#### Set of tasks
[1] Print everything from "If energy technologies" down to "must be monitored." in the passage on energy technology trends, word for word.
[2] Carry on writing the passage on energy technology trends, starting right after its final sentence.

#### Excerpted text
▬▬▬▬▬▬▬▬▬▬

If energy technologies are to be successfully developed for the market, then trends in energy supply in each energy use sector and the development of competitive technologies must be monitored.

This includes trends in the electricity market and in the field of renewable energies. It is important to monitor these trends regularly and to quantify their economic, energetic and environmentally relevant aspects, including cost structures, well-to-wheel analyses and mass balances. In addition, potential overall systems and infrastructures of the future are analyzed with regard to their profitability and greenhouse gas balance. In doing so, the technical cause–effect relationships between biogenic fuel conversion, energy storage, hydrogen production and distribution as well as carbon dioxide separation and utilization are also considered.

Data from the literature and from databases are linked in the modeling with the required depth. Systems and devices are designed for application-oriented requirements and, if necessary, dynamically simulated; this also includes, in particular, drive trains and vehicles. Commercial tools (MATLAB/Simulink, Pro/II, Aspen Plus, EBSILON, AVL CRUISE...) are used and, if required, complemented by our own models.

▬▬▬▬▬▬▬▬▬▬

#### Extracted entries

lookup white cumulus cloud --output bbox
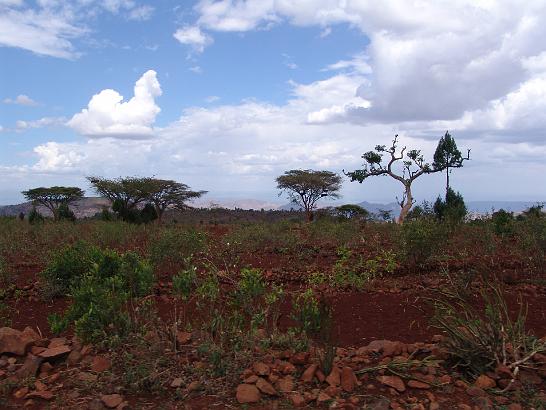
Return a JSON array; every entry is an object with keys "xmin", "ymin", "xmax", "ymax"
[
  {"xmin": 173, "ymin": 26, "xmax": 213, "ymax": 53},
  {"xmin": 67, "ymin": 70, "xmax": 161, "ymax": 138}
]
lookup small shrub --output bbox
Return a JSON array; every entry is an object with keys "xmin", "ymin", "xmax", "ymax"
[
  {"xmin": 432, "ymin": 281, "xmax": 546, "ymax": 376},
  {"xmin": 49, "ymin": 251, "xmax": 154, "ymax": 342},
  {"xmin": 40, "ymin": 241, "xmax": 102, "ymax": 297}
]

▬▬▬▬▬▬▬▬▬▬

#### Numbered responses
[1]
If energy technologies are to be successfully developed for the market, then trends in energy supply in each energy use sector and the development of competitive technologies must be monitored.

[2]
We focus on existing and potential research projects at IEK-3 in the areas of fuel cells, electrolysis, fuel reforming and membrane-based carbon dioxide separation. Electrolysis and fuel cells are evaluated in comparison with battery systems. Membrane-based carbon dioxide separation is compared with processes based on sorption or low temperatures. We use the broad experimental basis at the institute to model application-oriented systems in detail and to compare them with competing technologies under realistic conditions and to identify development potentials and shortcomings. Studies for industry are performed and confidentiality is ensured.